▸ Directions for this task
Every record that follows must be given again exactly.

-- Study material follows --

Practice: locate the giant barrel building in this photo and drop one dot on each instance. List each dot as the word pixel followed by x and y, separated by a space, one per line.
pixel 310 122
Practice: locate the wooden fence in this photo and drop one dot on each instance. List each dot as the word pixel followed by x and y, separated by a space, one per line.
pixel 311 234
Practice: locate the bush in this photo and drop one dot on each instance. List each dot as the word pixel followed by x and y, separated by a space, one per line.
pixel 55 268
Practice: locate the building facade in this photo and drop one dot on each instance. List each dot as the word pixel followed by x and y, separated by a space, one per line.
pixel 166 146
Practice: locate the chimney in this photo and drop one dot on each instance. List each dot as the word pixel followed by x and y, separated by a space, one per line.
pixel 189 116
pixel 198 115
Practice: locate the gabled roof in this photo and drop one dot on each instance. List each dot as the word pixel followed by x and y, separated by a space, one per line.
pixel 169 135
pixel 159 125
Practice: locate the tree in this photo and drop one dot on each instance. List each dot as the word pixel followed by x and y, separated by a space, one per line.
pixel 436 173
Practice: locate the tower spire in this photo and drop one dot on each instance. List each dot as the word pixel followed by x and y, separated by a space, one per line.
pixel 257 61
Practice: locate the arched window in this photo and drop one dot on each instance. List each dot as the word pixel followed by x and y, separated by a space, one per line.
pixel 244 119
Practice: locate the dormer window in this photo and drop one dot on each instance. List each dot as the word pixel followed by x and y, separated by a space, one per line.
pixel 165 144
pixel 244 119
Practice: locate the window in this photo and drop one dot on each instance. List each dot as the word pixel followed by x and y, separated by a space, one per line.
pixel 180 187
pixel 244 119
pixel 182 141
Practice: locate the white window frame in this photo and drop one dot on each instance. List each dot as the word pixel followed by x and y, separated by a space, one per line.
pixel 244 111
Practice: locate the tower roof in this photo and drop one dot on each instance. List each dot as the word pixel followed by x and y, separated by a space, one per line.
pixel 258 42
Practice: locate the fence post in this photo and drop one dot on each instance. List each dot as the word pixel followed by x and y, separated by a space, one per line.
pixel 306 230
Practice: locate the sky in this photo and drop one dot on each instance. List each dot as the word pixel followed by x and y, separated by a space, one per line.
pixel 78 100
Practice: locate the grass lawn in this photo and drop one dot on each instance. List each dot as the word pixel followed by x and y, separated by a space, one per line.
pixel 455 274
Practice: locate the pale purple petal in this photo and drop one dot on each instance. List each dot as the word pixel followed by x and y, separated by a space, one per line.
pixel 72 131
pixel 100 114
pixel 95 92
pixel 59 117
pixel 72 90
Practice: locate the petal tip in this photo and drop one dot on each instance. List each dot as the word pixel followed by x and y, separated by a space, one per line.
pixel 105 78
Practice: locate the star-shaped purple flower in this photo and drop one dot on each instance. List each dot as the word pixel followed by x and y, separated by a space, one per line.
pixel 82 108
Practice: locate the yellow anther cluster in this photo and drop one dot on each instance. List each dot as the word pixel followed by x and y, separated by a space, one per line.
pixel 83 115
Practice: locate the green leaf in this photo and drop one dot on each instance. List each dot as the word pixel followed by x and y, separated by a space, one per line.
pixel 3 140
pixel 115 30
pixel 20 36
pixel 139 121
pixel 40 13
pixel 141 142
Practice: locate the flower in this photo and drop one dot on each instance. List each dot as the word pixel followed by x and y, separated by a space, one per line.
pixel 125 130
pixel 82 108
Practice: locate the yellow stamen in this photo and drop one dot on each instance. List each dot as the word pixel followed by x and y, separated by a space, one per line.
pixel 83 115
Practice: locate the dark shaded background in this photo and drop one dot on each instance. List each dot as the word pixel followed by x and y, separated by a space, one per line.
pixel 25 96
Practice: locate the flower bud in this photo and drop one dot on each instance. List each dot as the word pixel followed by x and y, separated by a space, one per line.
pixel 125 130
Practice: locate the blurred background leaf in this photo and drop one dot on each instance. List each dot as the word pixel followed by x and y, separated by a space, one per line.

-- Study material concluded --

▸ Reply
Practice: locate the giant barrel building in this photo and drop one dot on each instance. List each dot as the word pixel followed by x and y, separated by a space, one per line.
pixel 310 122
Practice: locate the wooden fence in this photo and drop one dot on each instance. List each dot as the word pixel followed by x and y, separated by a space, one per line.
pixel 311 234
Practice: locate the bush in this photo and drop one dot on each instance. List each dot as the word pixel followed by x and y, separated by a space, one per line.
pixel 55 268
Practice: locate the building facade in this photo and drop one dot on each instance. List each dot as the word pixel followed by x and y, separated by a space, one per line.
pixel 166 146
Practice: locate the chimney in this photo and drop one dot on each instance. List each dot as the word pixel followed by x and y, separated by a space, one per line.
pixel 189 116
pixel 198 115
Practice: locate the gabled roof in this photo and drop one dot on each instance. List each dot as the word pixel followed by x and y, separated by a space, one per line.
pixel 169 135
pixel 159 125
Practice: locate the tree in this photo and drop one dot on each instance. List each dot as the word pixel followed by x and y, separated by a space, one per line.
pixel 436 173
Practice: locate the tower spire in this photo and drop one dot on each instance. List each dot as the word pixel followed by x and y, separated by a space, one per line.
pixel 257 61
Practice: locate the arched window in this photo and drop one dot on each instance. List each dot as the word pixel followed by x and y, separated by a space, one per line.
pixel 244 119
Practice: locate the dormer window in this photo and drop one dot on each instance. List each dot as the word pixel followed by x and y, separated by a space, one per line.
pixel 165 144
pixel 244 119
Practice: locate the window in this photo and drop one dot on each instance. List each dot as the word pixel followed by x and y, separated by a space, one per line.
pixel 180 187
pixel 244 119
pixel 182 141
Practice: locate the white window frame in this photo and drop one dot on each instance. List each dot as the word pixel followed by x and y, separated by a space, one per line.
pixel 244 111
Practice: locate the tower roof in this photo and drop one dot on each instance. List each dot as the word pixel followed by x and y, separated by a space, one per line.
pixel 258 42
Practice: locate the fence post in this photo and drop one dot on each instance. List each dot as the word pixel followed by x and y, separated by a space, one per line.
pixel 306 230
Practice: locate the sky in this photo and drop one dot on each instance. List each dot as the word pixel followed by x and y, separated by a space, one per line.
pixel 78 100
Practice: locate the grass lawn in this photo and drop one dot on each instance. List each dot as the word pixel followed by x and y, separated by a space, one per line.
pixel 455 274
Practice: locate the pale purple petal in this photo and drop one dot on each instance. List each dot as the word pixel followed by x and y, separated by a space, one per line.
pixel 72 131
pixel 100 114
pixel 95 92
pixel 59 117
pixel 72 90
Practice: locate the petal tip in this photo and drop one dot on each instance. List each dot as the word pixel followed by x and y, separated by a space, one per line.
pixel 105 78
Practice: locate the star-shaped purple flower in this photo and drop one dot on each instance. List each dot as the word pixel followed by x and y, separated by a space, one per line.
pixel 82 108
Practice: locate the yellow anther cluster in this photo and drop one dot on each instance. List each dot as the word pixel followed by x and y, separated by a space, one per line.
pixel 83 115
Practice: locate the green leaf in this photo and drop one dot on each instance. List each dot as the word pixel followed by x and y, separated by a space, one per line.
pixel 3 140
pixel 115 30
pixel 20 36
pixel 139 121
pixel 40 13
pixel 141 142
Practice: locate the flower in this photo and drop one dot on each instance. List each dot as the word pixel followed by x and y, separated by a space, one per line.
pixel 125 130
pixel 82 108
Practice: locate the yellow stamen in this photo and drop one dot on each instance. List each dot as the word pixel followed by x and y, separated by a space, one per line.
pixel 83 115
Practice: locate the dark shaded background in this photo and drop one dot on each instance. List each dot as the word pixel followed by x and y, separated by a space, one per line.
pixel 25 96
Practice: locate the flower bud in this photo and drop one dot on each instance. List each dot as the word pixel followed by x and y, separated by a space, one per line.
pixel 125 130
Practice: locate the blurred background leaf in this photo and drop one dot on each instance. List each dot as the word pixel followed by x and y, separated by a space, one per line.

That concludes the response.